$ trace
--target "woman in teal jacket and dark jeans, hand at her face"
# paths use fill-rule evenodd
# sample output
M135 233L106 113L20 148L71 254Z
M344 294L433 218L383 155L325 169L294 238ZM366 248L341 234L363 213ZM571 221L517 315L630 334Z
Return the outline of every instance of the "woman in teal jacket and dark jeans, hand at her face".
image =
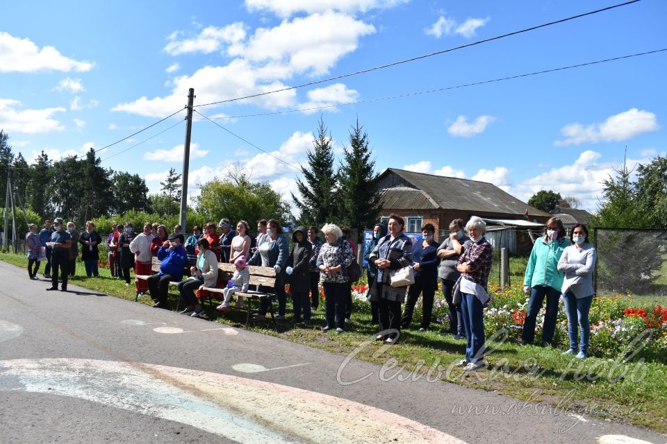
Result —
M568 246L563 223L557 217L547 221L544 235L536 239L528 259L526 275L523 278L523 291L530 293L526 319L523 323L520 342L532 343L535 339L535 321L546 296L547 309L542 326L542 343L551 345L556 331L558 301L561 297L563 273L558 271L558 261L563 250Z

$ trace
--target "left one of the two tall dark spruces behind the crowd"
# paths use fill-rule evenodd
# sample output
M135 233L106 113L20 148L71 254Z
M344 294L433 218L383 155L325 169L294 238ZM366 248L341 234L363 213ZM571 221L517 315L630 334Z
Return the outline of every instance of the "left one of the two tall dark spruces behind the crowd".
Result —
M300 221L306 225L338 221L336 193L338 182L334 171L334 146L331 135L320 116L318 135L313 140L313 150L308 150L308 166L301 167L304 181L297 179L301 198L292 193L295 205L301 213Z

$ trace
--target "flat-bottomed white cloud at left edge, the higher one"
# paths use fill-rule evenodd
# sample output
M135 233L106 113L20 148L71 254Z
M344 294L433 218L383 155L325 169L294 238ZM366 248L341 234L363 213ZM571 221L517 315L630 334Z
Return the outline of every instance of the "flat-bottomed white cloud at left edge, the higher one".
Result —
M0 72L90 71L91 62L77 62L53 46L40 49L29 39L0 32Z

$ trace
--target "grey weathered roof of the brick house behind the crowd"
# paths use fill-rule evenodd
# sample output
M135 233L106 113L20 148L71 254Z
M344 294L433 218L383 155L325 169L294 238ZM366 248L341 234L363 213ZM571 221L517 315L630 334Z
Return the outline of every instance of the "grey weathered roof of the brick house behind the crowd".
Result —
M407 192L405 187L410 187L423 191L428 197L430 205L436 205L435 208L504 214L524 214L527 209L529 216L550 216L549 213L527 205L527 203L488 182L415 173L414 171L396 168L388 168L383 171L380 174L379 182L381 183L383 178L388 178L392 174L402 178L404 184L404 187L394 189L402 189L403 192ZM388 192L390 191L384 191L385 194ZM412 196L414 198L417 195L413 194ZM425 200L419 200L419 202L425 204ZM415 200L414 203L418 203L418 200ZM384 206L393 208L389 205ZM411 207L415 210L432 208L434 207Z

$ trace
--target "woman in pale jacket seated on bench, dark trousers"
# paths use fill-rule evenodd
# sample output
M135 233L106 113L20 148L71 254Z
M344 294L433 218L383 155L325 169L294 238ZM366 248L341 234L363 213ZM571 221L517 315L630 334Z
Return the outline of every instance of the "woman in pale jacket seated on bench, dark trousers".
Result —
M211 244L208 240L200 238L197 241L197 255L196 266L190 267L192 276L186 280L179 282L179 293L181 293L181 300L188 304L186 309L181 311L181 314L188 314L193 318L198 318L204 313L204 308L201 307L195 290L201 287L215 287L217 284L217 257L211 251Z

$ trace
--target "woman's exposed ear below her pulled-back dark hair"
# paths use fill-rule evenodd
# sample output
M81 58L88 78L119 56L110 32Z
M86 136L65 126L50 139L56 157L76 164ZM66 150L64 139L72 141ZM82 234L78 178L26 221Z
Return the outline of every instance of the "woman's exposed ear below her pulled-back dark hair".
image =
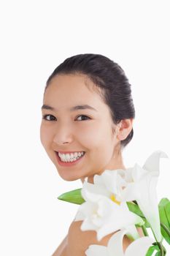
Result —
M133 118L123 119L118 124L117 139L125 140L133 128Z

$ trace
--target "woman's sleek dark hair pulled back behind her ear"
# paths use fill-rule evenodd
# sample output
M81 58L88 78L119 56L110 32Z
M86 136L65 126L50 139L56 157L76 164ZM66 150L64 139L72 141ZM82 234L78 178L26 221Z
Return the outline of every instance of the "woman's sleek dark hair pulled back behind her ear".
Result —
M100 54L85 53L67 58L47 79L45 90L55 75L76 73L88 75L96 88L104 92L103 100L109 106L114 124L126 118L135 118L131 84L125 72L117 63ZM121 148L131 141L133 135L132 128L127 138L120 141Z

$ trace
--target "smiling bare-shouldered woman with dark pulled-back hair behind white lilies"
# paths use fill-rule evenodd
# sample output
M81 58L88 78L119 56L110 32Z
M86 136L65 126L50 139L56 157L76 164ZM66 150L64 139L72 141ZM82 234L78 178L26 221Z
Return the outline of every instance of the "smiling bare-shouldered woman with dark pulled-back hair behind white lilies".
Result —
M122 151L133 138L134 117L131 85L118 64L99 54L72 56L47 80L41 142L61 178L93 183L106 169L125 170ZM98 242L96 232L82 232L81 224L72 222L53 256L81 256L90 244L107 246L113 233ZM125 236L123 249L130 243Z

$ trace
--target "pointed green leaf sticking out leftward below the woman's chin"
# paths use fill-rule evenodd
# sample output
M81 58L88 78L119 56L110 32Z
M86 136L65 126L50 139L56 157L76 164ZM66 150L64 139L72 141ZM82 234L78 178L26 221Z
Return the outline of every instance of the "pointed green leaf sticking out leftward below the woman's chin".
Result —
M63 193L59 195L58 199L80 205L85 202L85 200L82 198L81 190L82 189L74 189L72 191Z

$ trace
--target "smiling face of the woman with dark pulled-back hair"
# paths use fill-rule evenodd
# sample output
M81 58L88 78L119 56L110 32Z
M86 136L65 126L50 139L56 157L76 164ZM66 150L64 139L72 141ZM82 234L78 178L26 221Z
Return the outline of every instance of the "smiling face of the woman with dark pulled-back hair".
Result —
M59 175L66 181L85 177L91 181L95 174L117 165L114 153L119 140L113 132L115 124L108 106L93 86L85 75L57 75L45 91L40 138ZM93 109L72 110L80 105ZM77 162L64 166L58 162L56 151L85 151L85 154Z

**Task objective:** Omitting all images, print the listing exactly.

**Exercise output:**
$ trace
--target "woman in teal jacket and dark jeans, hand at her face"
# paths use fill-rule evenodd
# sample output
M135 233L106 113L20 148L71 254Z
M344 294L433 218L383 155L325 169L294 238ZM366 248L341 234L363 213ZM571 221L517 315L630 334Z
Return the outline of every instance of the "woman in teal jacket and dark jeans, hand at her face".
image =
Result —
M568 246L563 223L557 217L547 221L544 235L536 239L528 259L526 275L523 278L523 291L530 293L526 319L523 323L520 342L532 343L535 339L535 321L546 296L547 309L542 326L542 343L551 345L556 331L558 301L561 297L563 273L558 271L558 261L563 250Z

$ trace
--target "left one of the two tall dark spruces behind the crowd"
# paths use fill-rule evenodd
# sample output
M135 233L106 113L20 148L71 254Z
M344 294L433 218L383 155L325 169L294 238ZM366 248L341 234L363 213ZM571 221L517 315L630 334Z
Return the outline of every instance of the "left one of the two tall dark spruces behind the crowd".
Result —
M300 221L306 225L338 221L336 193L338 182L334 171L334 146L331 135L320 116L318 135L313 140L313 150L308 150L308 166L301 167L304 181L297 179L301 198L292 193L295 205L301 213Z

$ trace
--target "flat-bottomed white cloud at left edge, the higher one"
# paths use fill-rule evenodd
# sample output
M135 233L106 113L20 148L71 254Z
M344 294L433 218L383 155L325 169L294 238ZM366 248L341 234L363 213ZM571 221L517 315L630 334Z
Return the outline of every instance of the "flat-bottomed white cloud at left edge, the higher one".
Result —
M0 72L90 71L91 62L77 62L53 46L40 49L29 39L0 32Z

$ trace
--target "grey weathered roof of the brick house behind the crowd"
# paths use fill-rule evenodd
# sample output
M135 233L106 113L20 148L71 254Z
M344 294L433 218L383 155L325 169L294 238ZM366 248L341 234L363 213ZM571 221L517 315L630 334Z
Return the outline of every instance of the "grey weathered roof of the brick house behind the crowd".
Result —
M407 192L405 187L410 187L423 191L428 197L430 205L436 205L435 208L504 214L524 214L527 209L529 216L550 216L549 213L527 205L527 203L488 182L415 173L414 171L396 168L388 168L383 171L380 174L379 182L381 183L383 178L388 178L392 174L402 178L404 184L404 187L394 189L402 189L403 192ZM388 192L390 191L384 191L385 194ZM412 196L414 198L417 195L413 194ZM425 200L419 200L419 202L425 204ZM415 200L414 203L418 203L418 200ZM384 206L393 208L389 205ZM411 207L415 210L432 208L434 207Z

$ trace
--target "woman in pale jacket seated on bench, dark trousers"
# paths use fill-rule evenodd
# sample output
M135 233L106 113L20 148L71 254Z
M344 294L433 218L383 155L325 169L294 238ZM366 248L341 234L363 213ZM571 221L517 315L630 334Z
Return the outline of every instance of the "woman in pale jacket seated on bench, dark trousers".
Result —
M211 244L208 240L200 238L197 241L197 255L196 266L190 267L192 276L186 280L179 282L179 293L181 293L181 300L188 304L186 309L181 311L181 314L188 314L193 318L198 318L204 313L204 308L201 307L195 290L201 287L215 287L217 284L217 257L211 251Z

$ trace
--target "woman's exposed ear below her pulled-back dark hair"
# paths use fill-rule evenodd
# sample output
M81 58L88 78L119 56L110 32Z
M86 136L65 126L50 139L56 157L76 164ZM66 150L64 139L72 141ZM82 234L78 178L26 221Z
Return the outline of every instance of the "woman's exposed ear below her pulled-back dark hair".
image =
Result —
M133 118L123 119L118 124L117 139L125 140L133 128Z

$ trace
--target "woman's sleek dark hair pulled back behind her ear"
# paths use fill-rule evenodd
# sample output
M81 58L88 78L119 56L110 32Z
M86 136L65 126L50 139L56 157L76 164ZM66 150L64 139L72 141ZM82 234L78 178L26 221Z
Return the outline of every instance of the "woman's sleek dark hair pulled back behind her ear".
Result —
M100 54L85 53L67 58L47 79L45 90L55 75L76 73L88 75L96 88L104 92L103 100L109 106L114 124L126 118L135 118L131 84L125 72L117 63ZM121 148L131 141L133 135L132 128L127 138L120 141Z

$ trace
--target "smiling bare-shouldered woman with dark pulled-back hair behind white lilies"
# paths use fill-rule evenodd
# sample output
M81 58L88 78L119 56L110 32Z
M86 136L65 126L50 139L56 157L76 164ZM66 150L64 139L72 141ZM82 234L78 178L26 221Z
Return the outline of every instance of the "smiling bare-shouldered woman with dark pulled-back hair behind white lilies".
Result —
M122 151L133 138L134 117L131 85L118 64L99 54L72 56L47 80L41 142L61 178L93 183L106 169L125 170ZM98 242L96 232L82 232L81 224L72 222L53 256L81 256L90 244L107 246L113 233ZM125 236L123 249L130 243Z

$ trace
--target "pointed green leaf sticking out leftward below the woman's chin"
# paths use fill-rule evenodd
# sample output
M81 58L88 78L119 56L110 32Z
M86 136L65 126L50 139L56 157L76 164ZM66 150L64 139L72 141ZM82 234L78 178L26 221Z
Return the outline of every instance of the "pointed green leaf sticking out leftward below the woman's chin".
Result —
M63 193L59 195L58 199L80 205L85 202L85 200L82 198L81 190L82 189L74 189L72 191Z

$ trace
--target "smiling face of the woman with dark pulled-back hair"
# paths use fill-rule evenodd
# sample output
M81 58L88 78L119 56L110 32Z
M86 136L65 126L50 139L56 157L76 164ZM66 150L64 139L72 141ZM82 234L78 178L26 221Z
Return the outline of every instance of the "smiling face of the woman with dark pulled-back hair".
Result —
M59 175L66 181L85 177L91 181L95 174L117 165L114 153L119 140L113 132L115 124L108 106L93 86L85 75L57 75L45 91L40 138ZM93 109L72 110L80 105ZM77 162L64 166L58 162L56 151L85 151L85 154Z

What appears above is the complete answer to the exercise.